## Aim of the exercise
Could you echo the article on chronic fatigue syndrome back in full, word for word?

Chronic fatigue is characterized by at least six months of severe exhaustion not helped by bed rest. Patients also report pain, brain fog and other symptoms that can get worse after exercise, work or other activity. There is no cure, and no blood test or scan to enable a quick diagnosis.

The condition “is not a rare illness,” said the CDC’s Dr. Elizabeth Unger, one of the report’s co-authors.

Participants were asked if a doctor or other healthcare professional had ever told them they had myalgic encephalomyelitis or chronic fatigue syndrome, and whether they still have it. The report, which survived 57,000 U.S. adults in 2021 and 2022, revealed about 1.3% said yes to both questions.

Among the other findings: The syndrome was more common in women than men, and in white people compared with some other racial and ethnic groups. Those findings are consistent with earlier, smaller studies.

However, the findings also contradicted long-held perceptions that chronic fatigue syndrome is a rich white woman’s disease.

There was less of a gap between women and men than some previous studies suggested, and there was hardly any difference between white and Black people. The study also found that a higher percentage of poor people said they had it than affluent people.

The report relied on patients’ memories, without verifying their diagnoses through medical records.

Doctors have not been able to pin down a cause, although research suggests it is a body’s prolonged overreaction to an infection or other jolt to the immune system.

Dr. Tom Pitts said he’d start by conducting a sleep study for patients who are experiencing fatigue instead of immediately diagnosing them with chronic fatigue syndrome.

“I always want to make sure their sleep is not interrupted by inflammation, movements, problems that are not getting into REM sleep; that’s the number one cause of daytime fatigue,” Pitts said on NewsNation’s “Morning In America.” “Then, I would run a complete set of labs, scan relevant things history, and physical are vital.”

Chronic fatigue syndrome rose to prominence nearly 40 years ago, when clusters of cases were reported in Incline Village, Nevada, and Lyndonville, New York. Some doctors dismissed it as psychosomatic and called it “yuppie flu.”

The tally likely includes some patients with long COVID who were suffering from prolonged exhaustion, CDC officials said.

Long COVID is broadly defined as chronic health problems weeks, months or years after an acute COVID-19 infection. Symptoms vary, but a subset of patients have the same problems seen in people with chronic fatigue syndrome.

Pitts suggests health care providers treat chronic fatigue and long COVID should be created with immunotherapy.

“If you would treat this like Guillain-Barré, we would have such a better outcome. he said.

[Image-backed grounding data]

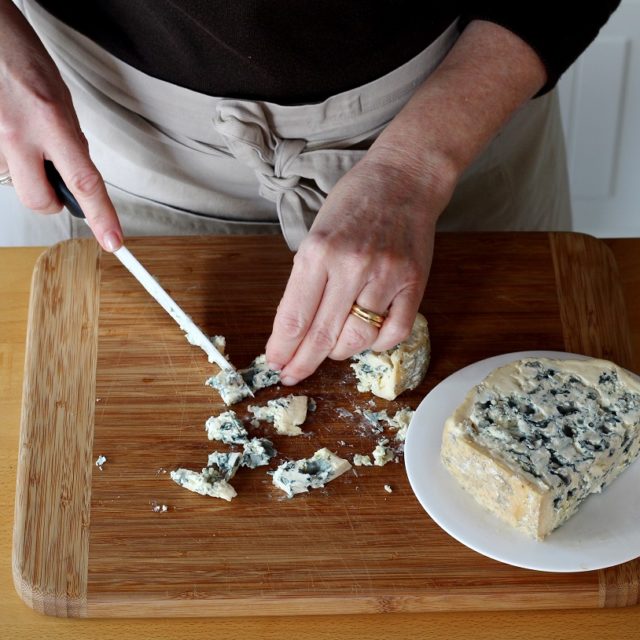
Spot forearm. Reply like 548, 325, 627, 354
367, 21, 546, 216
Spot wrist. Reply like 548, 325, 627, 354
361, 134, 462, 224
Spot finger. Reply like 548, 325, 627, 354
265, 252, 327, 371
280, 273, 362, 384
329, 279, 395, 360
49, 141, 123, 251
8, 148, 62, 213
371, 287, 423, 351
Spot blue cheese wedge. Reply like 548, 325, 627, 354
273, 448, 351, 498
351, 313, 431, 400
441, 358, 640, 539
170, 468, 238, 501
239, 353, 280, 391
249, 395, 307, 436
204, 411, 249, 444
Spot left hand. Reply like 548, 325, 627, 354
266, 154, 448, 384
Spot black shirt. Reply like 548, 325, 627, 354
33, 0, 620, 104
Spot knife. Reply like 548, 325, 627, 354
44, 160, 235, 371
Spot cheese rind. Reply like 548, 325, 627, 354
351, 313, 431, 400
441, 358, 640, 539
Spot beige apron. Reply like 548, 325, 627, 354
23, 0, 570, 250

## Written answer
Chronic fatigue is characterized by at least six months of severe exhaustion not helped by bed rest. Patients also report pain, brain fog and other symptoms that can get worse after exercise, work or other activity. There is no cure, and no blood test or scan to enable a quick diagnosis.

The condition “is not a rare illness,” said the CDC’s Dr. Elizabeth Unger, one of the report’s co-authors.

Participants were asked if a doctor or other healthcare professional had ever told them they had myalgic encephalomyelitis or chronic fatigue syndrome, and whether they still have it. The report, which survived 57,000 U.S. adults in 2021 and 2022, revealed about 1.3% said yes to both questions.

Among the other findings: The syndrome was more common in women than men, and in white people compared with some other racial and ethnic groups. Those findings are consistent with earlier, smaller studies.

However, the findings also contradicted long-held perceptions that chronic fatigue syndrome is a rich white woman’s disease.

There was less of a gap between women and men than some previous studies suggested, and there was hardly any difference between white and Black people. The study also found that a higher percentage of poor people said they had it than affluent people.

The report relied on patients’ memories, without verifying their diagnoses through medical records.

Doctors have not been able to pin down a cause, although research suggests it is a body’s prolonged overreaction to an infection or other jolt to the immune system.

Dr. Tom Pitts said he’d start by conducting a sleep study for patients who are experiencing fatigue instead of immediately diagnosing them with chronic fatigue syndrome.

“I always want to make sure their sleep is not interrupted by inflammation, movements, problems that are not getting into REM sleep; that’s the number one cause of daytime fatigue,” Pitts said on NewsNation’s “Morning In America.” “Then, I would run a complete set of labs, scan relevant things history, and physical are vital.”

Chronic fatigue syndrome rose to prominence nearly 40 years ago, when clusters of cases were reported in Incline Village, Nevada, and Lyndonville, New York. Some doctors dismissed it as psychosomatic and called it “yuppie flu.”

The tally likely includes some patients with long COVID who were suffering from prolonged exhaustion, CDC officials said.

Long COVID is broadly defined as chronic health problems weeks, months or years after an acute COVID-19 infection. Symptoms vary, but a subset of patients have the same problems seen in people with chronic fatigue syndrome.

Pitts suggests health care providers treat chronic fatigue and long COVID should be created with immunotherapy.

“If you would treat this like Guillain-Barré, we would have such a better outcome. he said.